Working data:
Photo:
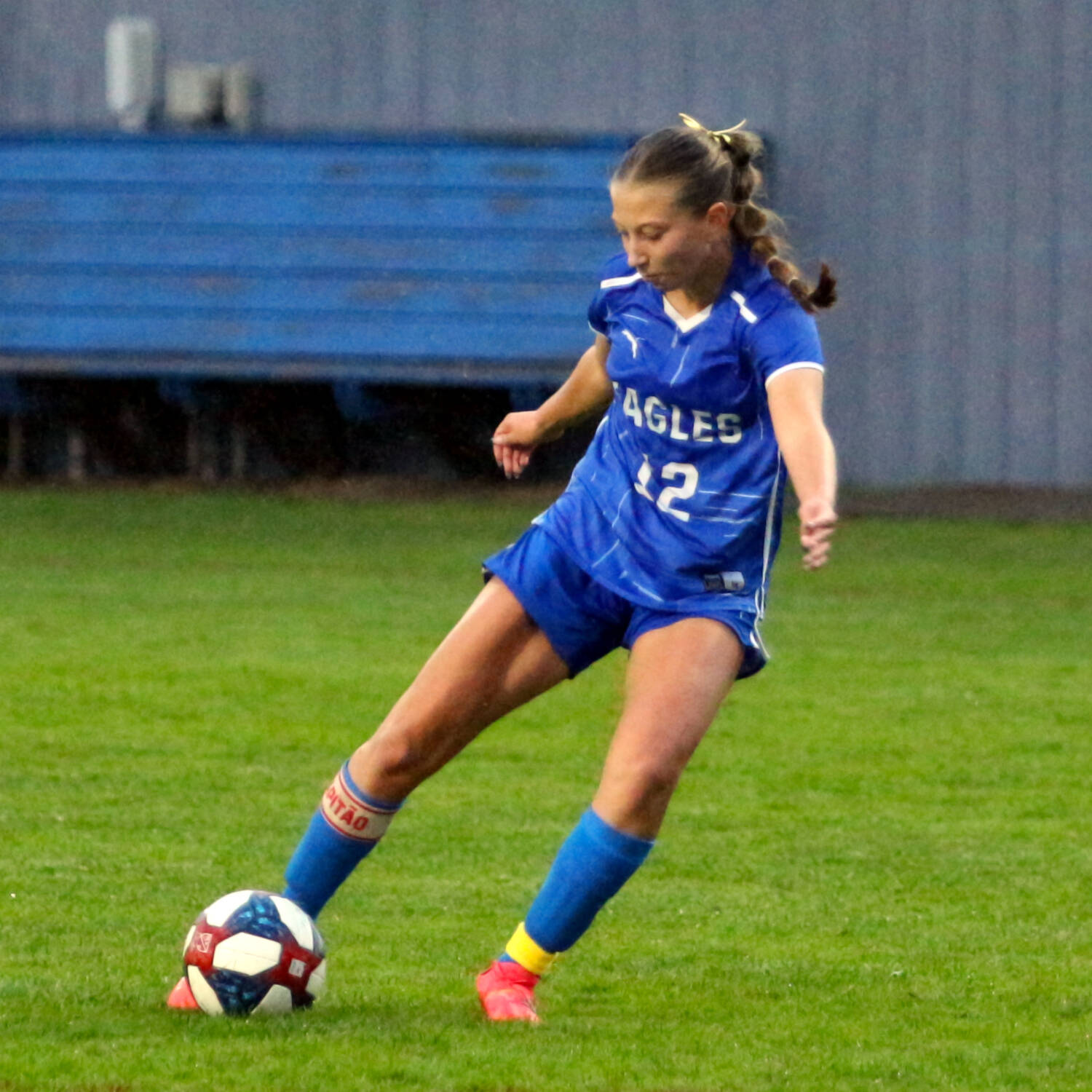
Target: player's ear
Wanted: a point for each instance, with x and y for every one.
(720, 214)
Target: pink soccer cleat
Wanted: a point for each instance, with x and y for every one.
(181, 996)
(507, 992)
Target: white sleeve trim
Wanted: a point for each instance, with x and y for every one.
(793, 367)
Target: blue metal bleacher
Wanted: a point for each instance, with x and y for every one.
(384, 260)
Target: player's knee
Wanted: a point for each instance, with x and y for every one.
(395, 753)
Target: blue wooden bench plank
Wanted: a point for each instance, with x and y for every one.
(162, 247)
(205, 161)
(484, 336)
(227, 292)
(293, 207)
(467, 261)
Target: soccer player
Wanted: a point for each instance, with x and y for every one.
(708, 373)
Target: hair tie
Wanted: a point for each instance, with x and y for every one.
(724, 135)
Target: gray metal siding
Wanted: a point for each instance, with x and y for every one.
(939, 155)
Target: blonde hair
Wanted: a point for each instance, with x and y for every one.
(720, 166)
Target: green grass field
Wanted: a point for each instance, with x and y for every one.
(875, 875)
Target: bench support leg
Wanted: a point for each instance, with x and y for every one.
(238, 450)
(76, 454)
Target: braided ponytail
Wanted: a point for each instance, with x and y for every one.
(720, 166)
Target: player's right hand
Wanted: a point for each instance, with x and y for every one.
(515, 438)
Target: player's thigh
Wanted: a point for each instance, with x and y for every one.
(676, 681)
(493, 661)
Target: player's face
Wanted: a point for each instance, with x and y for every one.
(670, 247)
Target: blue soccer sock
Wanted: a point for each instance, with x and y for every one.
(591, 867)
(342, 834)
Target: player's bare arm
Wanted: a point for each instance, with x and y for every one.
(587, 391)
(795, 399)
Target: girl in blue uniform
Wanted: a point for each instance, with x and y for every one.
(708, 375)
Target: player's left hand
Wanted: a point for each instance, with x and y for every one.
(818, 521)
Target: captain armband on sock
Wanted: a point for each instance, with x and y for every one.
(523, 950)
(342, 834)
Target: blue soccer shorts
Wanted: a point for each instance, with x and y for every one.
(583, 620)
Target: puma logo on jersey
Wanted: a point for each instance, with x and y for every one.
(679, 423)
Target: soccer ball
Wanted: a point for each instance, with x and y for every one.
(253, 951)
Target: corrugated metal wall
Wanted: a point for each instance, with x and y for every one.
(939, 155)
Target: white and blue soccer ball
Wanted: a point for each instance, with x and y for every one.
(253, 951)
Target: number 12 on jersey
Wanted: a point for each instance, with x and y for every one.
(670, 472)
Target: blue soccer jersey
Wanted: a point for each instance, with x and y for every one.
(679, 494)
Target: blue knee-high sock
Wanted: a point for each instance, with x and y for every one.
(341, 834)
(592, 865)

Objective:
Write out the listing above again, putting "athlete's" in place of every "player's" and changing nothing else. Leave the pictures out.

Written response:
Photo:
Target: athlete's ear
Wanted: a point for each instance, with x and y for every one.
(720, 214)
Target: pink soccer cleat
Wanted: a point for each instance, with x and y for every one.
(181, 996)
(507, 992)
Target: white sleeve trim
Wanted: a point for each instance, with x and y for every one.
(793, 367)
Target: blue metal bleacher
Wanted: a point for each instance, with x and y for every one.
(384, 260)
Target: athlete's knee
Wanted: a point for each instance, with x and y for every one.
(395, 753)
Target: blue wooden bench plank
Wanted: a point for each instance, with x and y for every one.
(162, 247)
(205, 161)
(484, 336)
(227, 292)
(293, 207)
(467, 261)
Target: soccer player
Wanted: a point for each instance, with x and y for every one.
(708, 373)
Target: hair tie
Wanted: a point for each instance, with x and y for every one.
(724, 135)
Target: gray metal siding
Wanted: a point for each instance, with x and y for every one.
(939, 155)
Target: blonde hair
Wanted: a point for each instance, with x and y for every one.
(720, 166)
Target: green grass field
Wanted: a point for each instance, with x and y for every one.
(875, 875)
Target: bench support leg
Wanted: a point for each instance, with x and y for every one.
(238, 450)
(76, 454)
Target: braided ponytail
Wanted: a point for each instance, with x and y for every one.
(720, 166)
Target: athlete's right hand
Wanted: a point for each instance, with x and y for every one.
(515, 438)
Target: athlete's thigh
Wanted: a point for each instance, with x and y for every one.
(676, 681)
(493, 661)
Target: athlete's face
Wanted: a point for each instance, with x and y for every one.
(670, 247)
Target: blue soccer sock
Wanted: a point for each instance, with x and y for every one.
(591, 867)
(342, 834)
Target: athlete's bare arm
Wanted: a point for each instance, with x and y for every one.
(587, 391)
(795, 399)
Target: girl in blue uniform
Wanted: a point for each instance, with x and y for every one.
(708, 375)
Target: athlete's left hand
Wanted: a point for each instance, with x and y for every one.
(818, 521)
Target: captain armband on sock
Wanted: a point for each instance, with x and y for every one.
(523, 950)
(342, 834)
Target: blue soccer shorts
Wanted: a point for each instance, with x and y for every one.
(583, 620)
Target: puma logo on jersey
Wanted: a point for each instance, with x and y for every one.
(679, 423)
Target: soccer ball
Wanted: a point for each instance, with x and y for every one.
(253, 951)
Target: corrugated metal wall
Wanted: a point for each instance, with x and y for every one.
(939, 155)
Target: white and blue soccer ball
Wanted: a point for each instance, with x and y for every one.
(253, 951)
Target: number 12 on jersey
Wanted: a point for each instance, with x and y for every one.
(670, 472)
Target: blue soccer jersey
Wanted: a point for each instance, with x and y for every one.
(679, 494)
Target: blue knee-high sock
Wanted: a point for each instance, with x and y for every one.
(341, 834)
(592, 865)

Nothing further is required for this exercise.